▶ _EXERCISE REQUIREMENTS_:
A. For each statement, decide whether it agrees with the GNC bankruptcy article and answer yes or no, quoting the words from the article that decide it. (i) GNC filed its Chapter 11 petition in a Delaware court. (ii) GNC's corporate operations in Ireland are included in the bankruptcy. (iii) GNC's e-commerce sales rose 25% in the first quarter.
B. Set down the passage of the GNC bankruptcy article from "The retailer has" to "its proposed restructuring.", keeping every word unchanged.

▶ _EXCERPTED TEXT_:
GNC files bankruptcy, plans to close up to 1,200 stores

GNC Holdings filed for bankruptcy protection late Tuesday with the aim of selling itself and closing up to 1,200 stores after its latest effort to manage its debt load unraveled amid the coronavirus pandemic.

The health and wellness company’s Chapter 11 petition filed in U.S. Bankruptcy Court in Delaware allows the retailer to keep operating while it pursues a dual-track process to restructure its balance sheet in a standalone plan or complete a sale, according to a statement.

The retailer has at least 25 stores in the Indianapolis area.

GNC entered into the process with support from a majority of its secured lenders and an affiliate of its largest shareholder, Harbin Pharmaceutical Group Holding Co., the Pittsburgh-based company said in the statement. The agreement also includes its largest vendor and joint venture partner, IVC. Certain lenders also provided $130 million in additional liquidity to financially support the company through its proposed restructuring.

The company’s pre-negotiated plan will close stores as it looks to emerge leaner. It also reached an agreement in principle to market and sell itself through a court-supervised process, with an initial bidding price of $760 million, subject to court approval. A higher bid could be presented and accepted, and would be implemented instead of just the standalone plan transaction, according to the statement.

With the support of its lenders and stakeholders, GNC expects to confirm a standalone plan of reorganization or complete a sale that will allow the business to exit from its restructuring process by the fall. GNC’s U.S. and international franchise partners and its corporate operations in Ireland, which are separate legal entities, aren’t part of the bankruptcy.

The turnaround will be complicated by the retail industry’s temporary shutdown of stores to help stop the spread of COVID-19. That has been partially offset by the company’s e-commerce operations, whose sales increased 25% in the first quarter.

GNC has been led since September 2017 by CEO Ken Martindale. The former head of Rite Aid Stores was brought in more than a year after the abrupt exit of former CEO Michael Archbold amid falling revenue and a strategic review that included the debt load and a potential sale of the company. Martindale failed to arrest the revenue decline, and this year’s first quarter included a $200 million net loss.

▶ _MATERIAL SHOWN_:
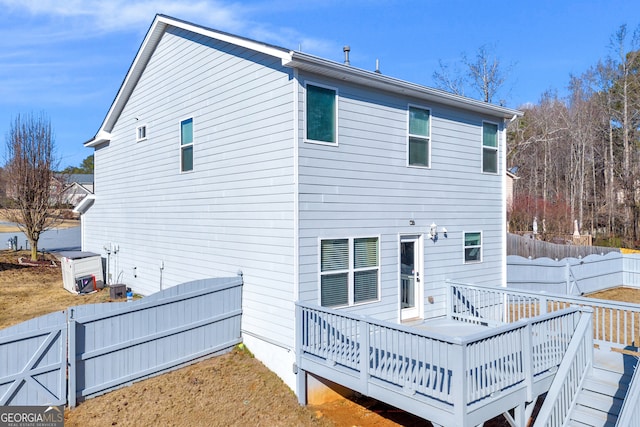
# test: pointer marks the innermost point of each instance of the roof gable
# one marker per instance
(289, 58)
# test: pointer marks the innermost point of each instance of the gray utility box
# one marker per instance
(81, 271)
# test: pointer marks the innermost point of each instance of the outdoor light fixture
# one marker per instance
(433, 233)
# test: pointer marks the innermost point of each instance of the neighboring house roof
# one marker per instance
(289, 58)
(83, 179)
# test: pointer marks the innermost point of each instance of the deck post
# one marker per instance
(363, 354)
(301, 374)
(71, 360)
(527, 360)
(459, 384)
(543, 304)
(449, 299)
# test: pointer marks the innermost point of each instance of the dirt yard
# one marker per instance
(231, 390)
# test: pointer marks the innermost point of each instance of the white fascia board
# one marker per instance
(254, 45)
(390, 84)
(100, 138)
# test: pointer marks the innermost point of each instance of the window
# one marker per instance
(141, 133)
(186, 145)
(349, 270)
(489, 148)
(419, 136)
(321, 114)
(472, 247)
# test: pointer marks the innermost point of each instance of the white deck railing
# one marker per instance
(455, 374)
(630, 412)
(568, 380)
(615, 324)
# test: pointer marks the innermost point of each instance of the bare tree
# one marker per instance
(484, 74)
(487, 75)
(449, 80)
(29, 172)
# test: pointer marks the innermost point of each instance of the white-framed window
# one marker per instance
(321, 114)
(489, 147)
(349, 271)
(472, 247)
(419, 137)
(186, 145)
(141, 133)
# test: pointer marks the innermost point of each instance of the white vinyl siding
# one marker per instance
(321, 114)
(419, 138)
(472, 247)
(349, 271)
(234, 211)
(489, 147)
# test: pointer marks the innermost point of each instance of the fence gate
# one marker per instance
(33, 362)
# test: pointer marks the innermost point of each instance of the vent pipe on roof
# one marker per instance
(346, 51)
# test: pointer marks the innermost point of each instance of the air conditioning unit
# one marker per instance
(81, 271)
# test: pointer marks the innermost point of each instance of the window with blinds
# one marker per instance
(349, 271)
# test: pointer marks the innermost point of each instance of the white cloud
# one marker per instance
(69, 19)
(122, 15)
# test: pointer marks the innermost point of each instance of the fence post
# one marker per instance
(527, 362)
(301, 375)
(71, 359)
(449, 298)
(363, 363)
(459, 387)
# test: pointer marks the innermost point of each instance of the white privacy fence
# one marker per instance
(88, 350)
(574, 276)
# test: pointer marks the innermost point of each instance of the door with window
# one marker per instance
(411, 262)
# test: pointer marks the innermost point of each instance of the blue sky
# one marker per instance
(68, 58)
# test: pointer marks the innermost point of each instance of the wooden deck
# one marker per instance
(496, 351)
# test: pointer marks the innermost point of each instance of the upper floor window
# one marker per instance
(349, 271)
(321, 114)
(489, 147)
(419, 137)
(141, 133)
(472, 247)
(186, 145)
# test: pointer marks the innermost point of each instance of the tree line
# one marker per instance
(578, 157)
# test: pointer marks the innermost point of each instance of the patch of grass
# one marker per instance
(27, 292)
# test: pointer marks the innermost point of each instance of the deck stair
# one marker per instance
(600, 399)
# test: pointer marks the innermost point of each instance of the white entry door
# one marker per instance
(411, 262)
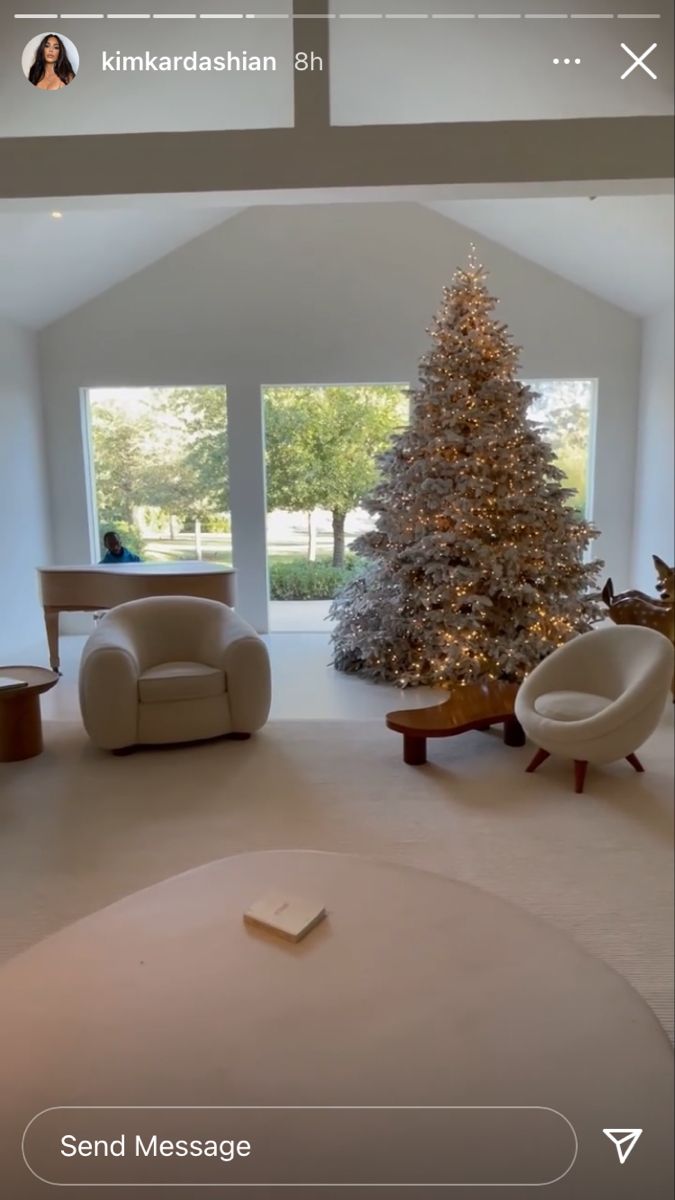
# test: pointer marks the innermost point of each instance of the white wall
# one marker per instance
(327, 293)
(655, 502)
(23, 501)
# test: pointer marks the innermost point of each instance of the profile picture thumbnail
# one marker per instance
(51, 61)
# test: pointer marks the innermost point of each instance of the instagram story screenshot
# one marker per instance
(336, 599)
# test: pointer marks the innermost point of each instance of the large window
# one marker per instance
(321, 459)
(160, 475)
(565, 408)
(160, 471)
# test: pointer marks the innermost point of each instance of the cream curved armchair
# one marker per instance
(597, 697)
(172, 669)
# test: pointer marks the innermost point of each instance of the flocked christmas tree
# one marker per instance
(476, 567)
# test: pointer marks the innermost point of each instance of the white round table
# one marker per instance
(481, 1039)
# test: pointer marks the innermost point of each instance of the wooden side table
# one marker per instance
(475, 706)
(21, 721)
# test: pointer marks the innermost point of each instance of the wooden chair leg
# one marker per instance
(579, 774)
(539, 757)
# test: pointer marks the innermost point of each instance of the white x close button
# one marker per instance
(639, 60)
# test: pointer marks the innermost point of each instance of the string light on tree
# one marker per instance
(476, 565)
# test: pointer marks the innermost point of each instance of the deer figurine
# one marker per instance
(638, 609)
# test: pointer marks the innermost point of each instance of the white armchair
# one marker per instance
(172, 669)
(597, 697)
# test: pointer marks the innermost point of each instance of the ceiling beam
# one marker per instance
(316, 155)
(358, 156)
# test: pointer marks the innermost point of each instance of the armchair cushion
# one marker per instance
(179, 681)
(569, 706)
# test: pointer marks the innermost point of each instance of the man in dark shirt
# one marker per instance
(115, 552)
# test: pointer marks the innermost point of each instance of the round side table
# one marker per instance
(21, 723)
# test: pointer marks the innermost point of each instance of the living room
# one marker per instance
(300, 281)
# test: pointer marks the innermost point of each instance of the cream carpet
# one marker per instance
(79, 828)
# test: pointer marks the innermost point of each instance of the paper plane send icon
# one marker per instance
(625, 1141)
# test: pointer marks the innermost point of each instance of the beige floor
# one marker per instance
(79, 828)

...

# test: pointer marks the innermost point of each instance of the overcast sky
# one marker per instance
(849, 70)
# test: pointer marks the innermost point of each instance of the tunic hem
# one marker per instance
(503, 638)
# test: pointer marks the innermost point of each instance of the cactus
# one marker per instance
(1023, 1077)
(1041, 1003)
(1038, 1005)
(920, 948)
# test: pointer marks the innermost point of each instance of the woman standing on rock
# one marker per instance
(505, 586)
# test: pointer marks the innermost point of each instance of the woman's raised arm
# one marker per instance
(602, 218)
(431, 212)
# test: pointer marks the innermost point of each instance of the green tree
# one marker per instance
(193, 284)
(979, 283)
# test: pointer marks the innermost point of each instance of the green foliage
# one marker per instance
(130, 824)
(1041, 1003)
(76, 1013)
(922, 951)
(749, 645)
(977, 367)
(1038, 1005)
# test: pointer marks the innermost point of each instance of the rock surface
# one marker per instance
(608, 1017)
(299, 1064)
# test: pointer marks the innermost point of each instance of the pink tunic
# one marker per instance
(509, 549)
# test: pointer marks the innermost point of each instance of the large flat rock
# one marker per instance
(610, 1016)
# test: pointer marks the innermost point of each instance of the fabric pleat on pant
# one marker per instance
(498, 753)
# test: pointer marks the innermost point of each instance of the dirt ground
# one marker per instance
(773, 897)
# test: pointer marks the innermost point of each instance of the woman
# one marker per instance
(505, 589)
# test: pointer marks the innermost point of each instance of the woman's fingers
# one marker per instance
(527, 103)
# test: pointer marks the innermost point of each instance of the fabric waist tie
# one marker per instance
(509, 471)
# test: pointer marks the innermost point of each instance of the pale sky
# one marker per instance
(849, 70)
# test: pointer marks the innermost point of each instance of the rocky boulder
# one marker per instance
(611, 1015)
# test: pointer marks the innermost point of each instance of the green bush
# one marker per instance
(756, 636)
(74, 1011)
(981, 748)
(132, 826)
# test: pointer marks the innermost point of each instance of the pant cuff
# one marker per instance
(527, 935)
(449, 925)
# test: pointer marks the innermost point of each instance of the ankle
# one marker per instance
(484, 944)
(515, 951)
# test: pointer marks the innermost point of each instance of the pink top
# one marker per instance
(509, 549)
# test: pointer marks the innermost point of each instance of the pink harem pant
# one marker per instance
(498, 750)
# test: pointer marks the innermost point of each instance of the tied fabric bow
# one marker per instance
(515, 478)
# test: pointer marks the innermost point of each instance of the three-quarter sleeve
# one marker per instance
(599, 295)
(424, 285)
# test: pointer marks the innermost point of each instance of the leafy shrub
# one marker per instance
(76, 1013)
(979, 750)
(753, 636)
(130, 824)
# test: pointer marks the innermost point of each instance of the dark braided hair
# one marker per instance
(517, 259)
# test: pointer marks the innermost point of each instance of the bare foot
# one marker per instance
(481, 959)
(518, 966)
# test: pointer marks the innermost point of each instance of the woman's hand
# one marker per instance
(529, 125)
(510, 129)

--

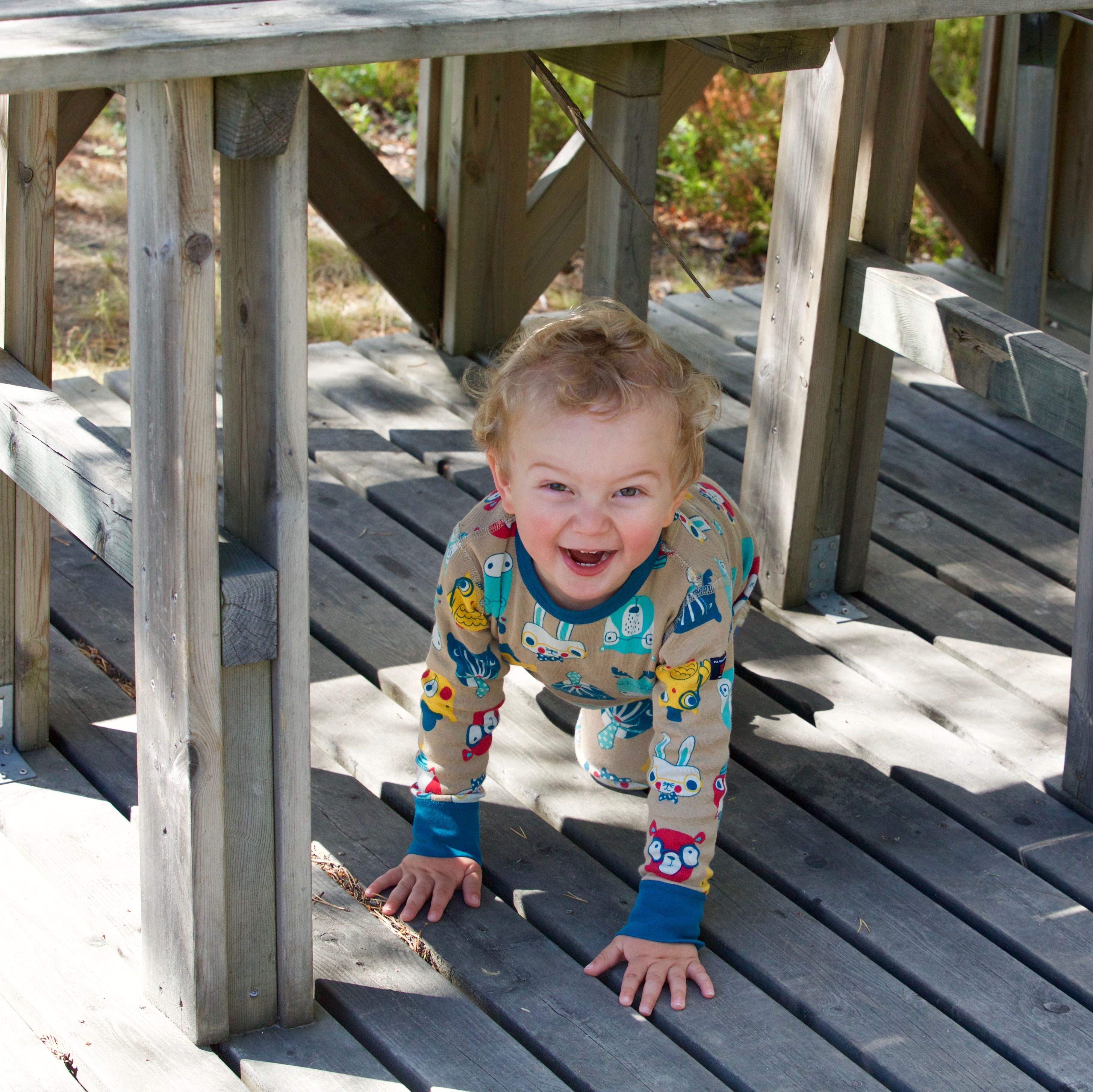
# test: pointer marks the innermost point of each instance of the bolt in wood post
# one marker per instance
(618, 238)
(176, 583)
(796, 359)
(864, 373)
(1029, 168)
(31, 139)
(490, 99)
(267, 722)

▶ _NUMBERED ANSWERS_:
A.
(i) Yes: "Chapter 11 petition filed in U.S. Bankruptcy Court in Delaware"
(ii) No: "GNC’s U.S. and international franchise partners and its corporate operations in Ireland, which are separate legal entities, aren’t part of the bankruptcy."
(iii) Yes: "whose sales increased 25% in the first quarter"

B.
The retailer has at least 25 stores in the Indianapolis area.

GNC entered into the process with support from a majority of its secured lenders and an affiliate of its largest shareholder, Harbin Pharmaceutical Group Holding Co., the Pittsburgh-based company said in the statement. The agreement also includes its largest vendor and joint venture partner, IVC. Certain lenders also provided $130 million in additional liquidity to financially support the company through its proposed restructuring.